THE FIRES at the Chernobyl reactor are evidently extinguished. Officials of the International Atomic Energy Agency have confirmed that report, after a helicopter flight around the site. It's probably too early to say that the damage is entirely under control, but the Soviets are working vigorously to seal the plant's radioactive core in concrete. On the basis of what's known here, it's fair to say that the Soviets' first reaction to the explosion was very slow, and the evacuation of the nearby towns should have been carried out sooner. But since then the emergency crews seem to have been working with skill and, it should be said, notable courage. To do what they have done, many people must have put their lives at great risk.
It will be some time before the full effects on human health can be fully calculated. The immediate toll, fortunately, seems clearly to have been lower than most people outside the Soviet Union initially thought possible. But the long struggle with the further effects of the radiation is only beginning. The damage to crops and the contamination of water supplies have yet to be assessed.
Out of this immensely costly catastrophe, what lessons can be gained? The world clearly needs a better system for notification of accidents. The IAEA has been trying since 1982 to develop a comprehensive worldwide reporting program. Presumably the Chernobyl explosion will help persuade the doubters. More difficult to achieve but no less necessary, the world similarly needs safety standards for power reactors -- enforced by inspections. Here again the IAEA, despite its limitations, is the most promising instrument.
Every country has its own reasons for uneasiness about international safety rules and inspections of its reactors. The United States will worry that once again it provides greater access than the Soviets do. The Soviets will, as usual, worry about military espionage -- and with reason, since some of their power reactors also produce plutonium for weapons. The developing countries will be particularly difficult to draw into the system. Many will see the safety standards as a covert attempt by the rich countries to put nuclear technology beyond their reach. It's entirely true that a lack of industrial experience makes it harder for a country to meet rigorous standards -- but that's another compelling reason to have them, since many developing countries are now building reactors. The answer to their suspicions is to point out that the two most dangerous reactor accidents of the past decade were in, respectively, the United States and the Soviet Union -- the two countries with the clearest responsibility now to advance the international enforcement of nuclear safety.

^^^^

* Work order
Reproduce word for word the stretch of the passage on the Chernobyl accident above, from "It will be some" through "to be assessed.".

^^^^

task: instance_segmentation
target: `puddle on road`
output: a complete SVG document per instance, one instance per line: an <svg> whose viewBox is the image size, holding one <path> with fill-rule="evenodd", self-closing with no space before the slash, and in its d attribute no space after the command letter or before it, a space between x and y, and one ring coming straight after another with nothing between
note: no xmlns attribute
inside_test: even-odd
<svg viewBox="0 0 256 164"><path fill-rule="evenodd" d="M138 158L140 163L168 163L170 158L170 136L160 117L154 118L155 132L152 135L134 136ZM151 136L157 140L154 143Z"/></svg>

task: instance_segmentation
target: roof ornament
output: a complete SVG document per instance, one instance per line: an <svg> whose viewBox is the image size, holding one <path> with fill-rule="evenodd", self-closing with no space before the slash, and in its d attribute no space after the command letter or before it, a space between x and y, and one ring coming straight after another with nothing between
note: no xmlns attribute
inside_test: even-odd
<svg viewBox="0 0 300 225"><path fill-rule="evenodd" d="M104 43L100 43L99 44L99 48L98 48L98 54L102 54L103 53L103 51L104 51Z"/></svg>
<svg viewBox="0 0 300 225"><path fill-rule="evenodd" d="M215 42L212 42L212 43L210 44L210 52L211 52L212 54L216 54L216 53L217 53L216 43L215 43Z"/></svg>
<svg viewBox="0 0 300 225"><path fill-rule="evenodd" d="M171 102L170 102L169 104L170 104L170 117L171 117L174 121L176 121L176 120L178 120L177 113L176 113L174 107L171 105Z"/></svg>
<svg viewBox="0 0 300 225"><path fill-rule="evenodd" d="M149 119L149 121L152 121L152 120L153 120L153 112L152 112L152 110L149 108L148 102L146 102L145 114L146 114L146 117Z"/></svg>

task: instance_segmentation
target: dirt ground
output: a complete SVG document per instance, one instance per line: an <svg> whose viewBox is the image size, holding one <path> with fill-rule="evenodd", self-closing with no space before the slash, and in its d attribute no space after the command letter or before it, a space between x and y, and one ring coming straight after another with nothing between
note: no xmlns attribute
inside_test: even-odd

^^^^

* Finished exercise
It will be some time before the full effects on human health can be fully calculated. The immediate toll, fortunately, seems clearly to have been lower than most people outside the Soviet Union initially thought possible. But the long struggle with the further effects of the radiation is only beginning. The damage to crops and the contamination of water supplies have yet to be assessed.